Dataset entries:
============

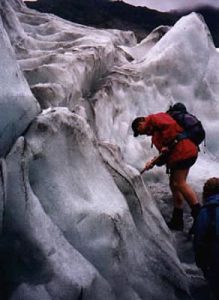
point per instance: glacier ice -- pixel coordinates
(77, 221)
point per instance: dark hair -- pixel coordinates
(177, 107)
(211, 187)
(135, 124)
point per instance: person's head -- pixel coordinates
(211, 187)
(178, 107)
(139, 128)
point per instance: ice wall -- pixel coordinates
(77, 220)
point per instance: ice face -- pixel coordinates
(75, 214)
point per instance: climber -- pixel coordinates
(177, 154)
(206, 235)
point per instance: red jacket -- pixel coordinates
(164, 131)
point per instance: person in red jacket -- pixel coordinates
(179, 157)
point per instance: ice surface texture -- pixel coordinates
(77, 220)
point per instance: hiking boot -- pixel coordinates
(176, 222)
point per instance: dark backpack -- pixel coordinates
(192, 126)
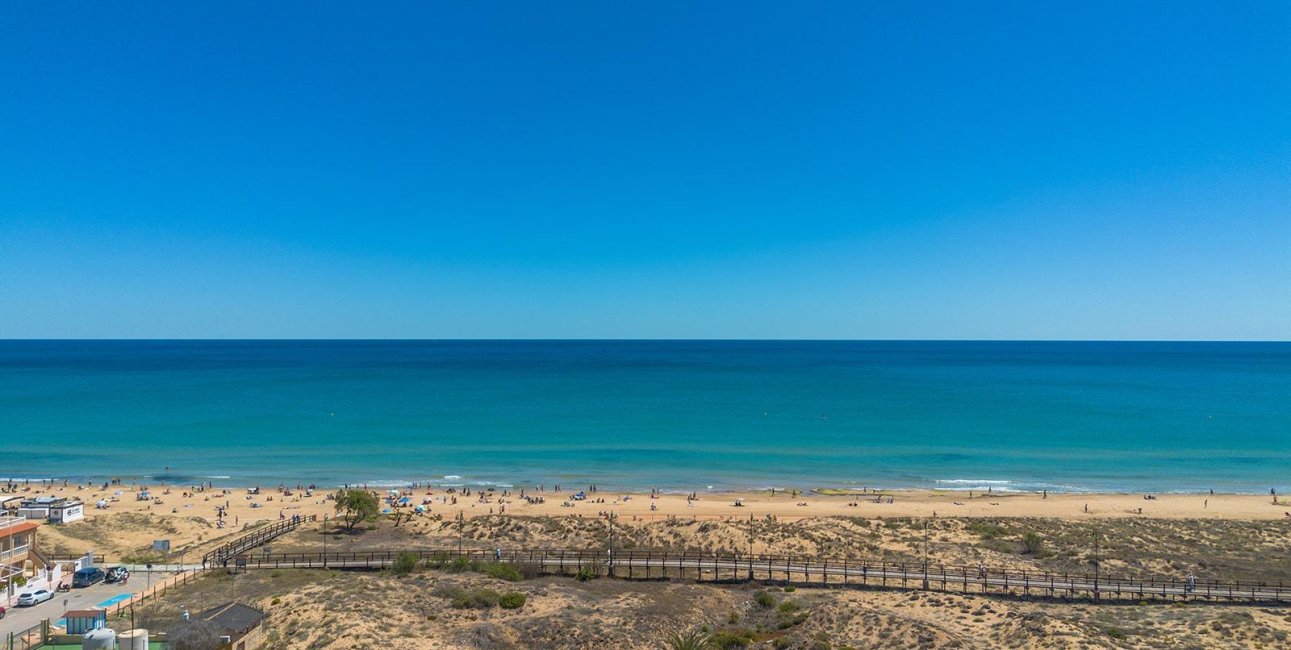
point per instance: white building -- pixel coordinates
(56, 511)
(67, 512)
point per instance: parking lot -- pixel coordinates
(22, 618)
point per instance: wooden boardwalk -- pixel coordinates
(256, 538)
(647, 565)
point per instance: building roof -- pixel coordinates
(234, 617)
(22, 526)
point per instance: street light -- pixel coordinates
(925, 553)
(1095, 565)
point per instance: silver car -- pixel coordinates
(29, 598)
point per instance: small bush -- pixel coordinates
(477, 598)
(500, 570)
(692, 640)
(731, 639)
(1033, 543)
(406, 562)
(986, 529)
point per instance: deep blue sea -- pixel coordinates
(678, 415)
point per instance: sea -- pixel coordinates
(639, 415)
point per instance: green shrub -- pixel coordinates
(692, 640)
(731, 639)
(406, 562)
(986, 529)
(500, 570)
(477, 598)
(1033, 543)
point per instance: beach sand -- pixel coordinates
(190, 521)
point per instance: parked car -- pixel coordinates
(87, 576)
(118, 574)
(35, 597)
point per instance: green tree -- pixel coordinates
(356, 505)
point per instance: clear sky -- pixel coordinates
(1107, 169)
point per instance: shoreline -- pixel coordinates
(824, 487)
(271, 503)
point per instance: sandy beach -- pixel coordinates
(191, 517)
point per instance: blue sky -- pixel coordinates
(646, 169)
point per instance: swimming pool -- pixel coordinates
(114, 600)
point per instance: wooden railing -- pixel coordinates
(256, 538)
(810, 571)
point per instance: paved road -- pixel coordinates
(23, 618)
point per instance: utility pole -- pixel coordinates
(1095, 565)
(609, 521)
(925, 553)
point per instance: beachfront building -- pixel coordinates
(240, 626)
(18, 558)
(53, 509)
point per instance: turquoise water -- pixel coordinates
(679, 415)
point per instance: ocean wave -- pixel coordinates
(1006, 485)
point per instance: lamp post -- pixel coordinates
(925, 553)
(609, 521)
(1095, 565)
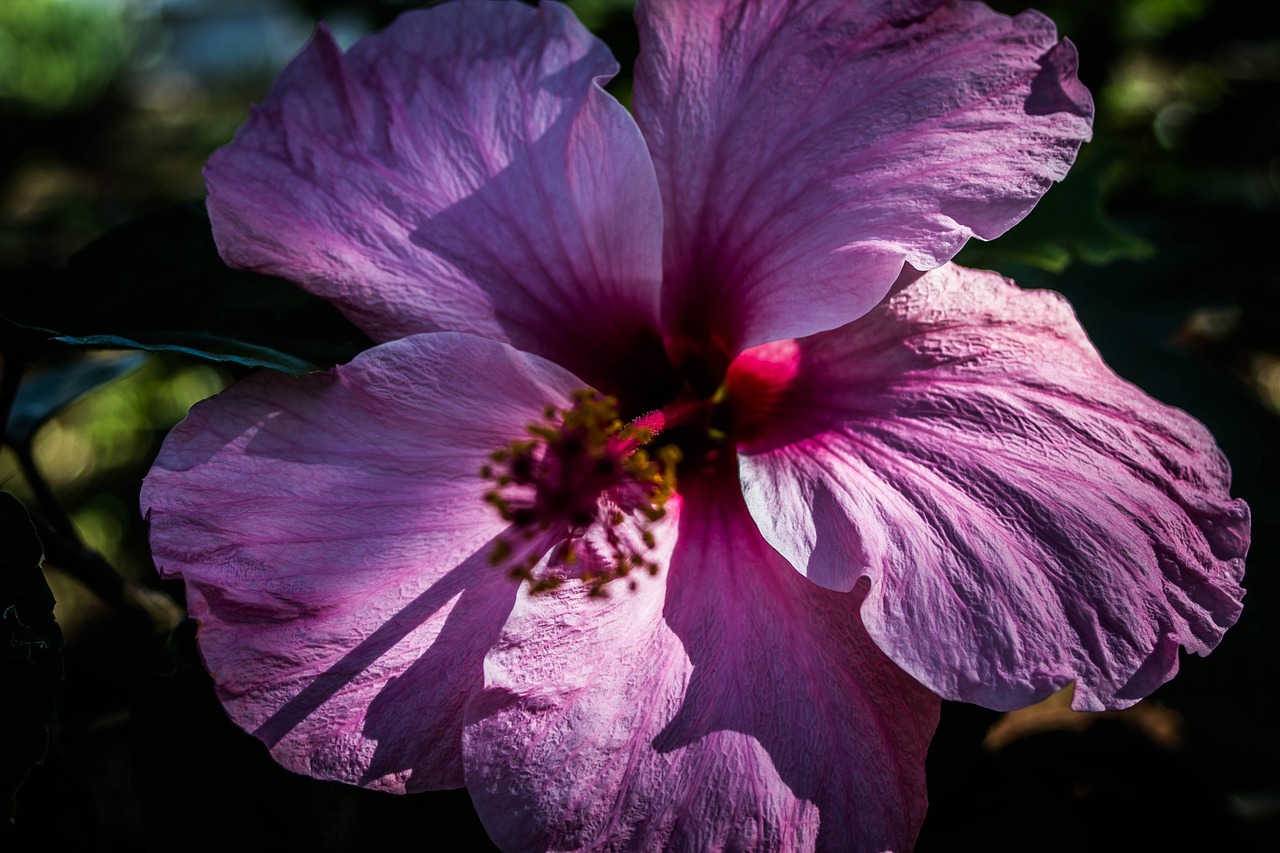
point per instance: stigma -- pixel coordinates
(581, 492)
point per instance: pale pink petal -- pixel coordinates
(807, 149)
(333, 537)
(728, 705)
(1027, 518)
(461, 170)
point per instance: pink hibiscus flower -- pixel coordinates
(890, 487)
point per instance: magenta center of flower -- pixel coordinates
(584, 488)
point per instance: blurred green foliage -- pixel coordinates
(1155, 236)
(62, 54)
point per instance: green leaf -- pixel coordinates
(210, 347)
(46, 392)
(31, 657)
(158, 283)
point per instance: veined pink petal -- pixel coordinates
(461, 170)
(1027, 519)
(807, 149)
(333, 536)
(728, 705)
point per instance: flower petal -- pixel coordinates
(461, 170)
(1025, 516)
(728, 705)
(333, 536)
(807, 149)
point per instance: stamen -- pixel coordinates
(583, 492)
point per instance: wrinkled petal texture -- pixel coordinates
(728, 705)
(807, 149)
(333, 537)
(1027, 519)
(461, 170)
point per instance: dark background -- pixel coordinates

============

Apart from the pictures, repeat the data above exactly.

point per instance: glacier ice -- pixel coordinates
(77, 221)
point per instance: dark hair -- pixel coordinates
(177, 107)
(211, 187)
(135, 124)
point per instance: person's head -- pixel coordinates
(211, 187)
(178, 107)
(139, 128)
point per instance: ice wall -- pixel coordinates
(77, 220)
point per instance: ice face -- pixel coordinates
(75, 214)
point per instance: climber -- pixel coordinates
(177, 154)
(206, 235)
point per instance: red jacket -- pixel coordinates
(164, 131)
point per instance: person in red jacket -- pixel coordinates
(179, 157)
point per instance: ice surface texture -- pixel coordinates
(77, 220)
point per instance: hiking boot -- pixel coordinates
(176, 222)
point per instance: dark backpack -- pixel coordinates
(192, 126)
point per instance: white building -- pixel coordinates
(56, 511)
(67, 512)
point per instance: parking lot -- pixel coordinates
(22, 618)
point per instance: wooden boardwalk -- pixel coordinates
(256, 538)
(647, 565)
point per instance: building roof -- pixel coordinates
(234, 617)
(22, 526)
point per instance: street light -- pixel coordinates
(925, 553)
(1095, 565)
point per instance: silver car -- pixel coordinates
(29, 598)
point per instance: small bush -- pixel coordinates
(477, 598)
(500, 570)
(692, 640)
(731, 639)
(1033, 543)
(406, 562)
(986, 529)
point per instance: deep blue sea -- pixel coordinates
(678, 415)
point per instance: sea -- pixel coordinates
(639, 415)
point per instance: green shrub -- pixel coordinates
(692, 640)
(731, 639)
(406, 562)
(986, 529)
(500, 570)
(477, 598)
(1033, 543)
point per instance: beach sand -- pixel coordinates
(190, 521)
point per instance: parked car -- pixel coordinates
(87, 576)
(118, 574)
(35, 597)
point per instance: green tree -- pixel coordinates
(356, 505)
point per instance: clear sky -- pixel coordinates
(1107, 169)
point per instance: shoreline -- pixel coordinates
(824, 487)
(271, 503)
point per instance: sandy beach -- pixel coordinates
(191, 517)
point per instance: blue sky -- pixel coordinates
(646, 169)
point per instance: swimming pool -- pixel coordinates
(114, 600)
point per instance: wooden railing -- pixel coordinates
(256, 538)
(810, 571)
point per instance: paved road -- pixel coordinates
(23, 618)
point per instance: utility pole -- pixel coordinates
(1095, 565)
(609, 521)
(925, 553)
point per instance: beachfront building -- pixel coordinates
(240, 626)
(18, 558)
(53, 509)
point per instance: turquoise water -- pixel coordinates
(679, 415)
point per instance: ocean wave -- pixel coordinates
(1006, 485)
point per instance: lamp post -- pixel coordinates
(925, 553)
(609, 521)
(1095, 565)
point per instance: stigma -- pixel coordinates
(581, 492)
point per instance: pale pink petal -- pixel coordinates
(807, 149)
(333, 537)
(728, 705)
(1027, 518)
(461, 170)
point per instance: pink hibiscus flower -- pixel coordinates
(890, 487)
point per instance: magenta center of flower -- pixel coordinates
(584, 488)
point per instance: blurred green foliage -- pixel coordinates
(1155, 236)
(62, 54)
point per instance: green leaf -- pixel coordinates
(210, 347)
(46, 392)
(31, 657)
(158, 283)
point per instance: veined pink petal -- pixel coordinates
(461, 170)
(1027, 519)
(807, 149)
(333, 536)
(728, 705)
point per instance: flower petal -- pixel coordinates
(461, 170)
(1025, 516)
(728, 705)
(333, 536)
(807, 149)
point per instance: stamen -- pixel coordinates
(583, 492)
point per instance: wrinkled petal texture -- pixel coordinates
(728, 705)
(807, 149)
(333, 537)
(1027, 519)
(461, 170)
point per instance: dark background -- pixel coordinates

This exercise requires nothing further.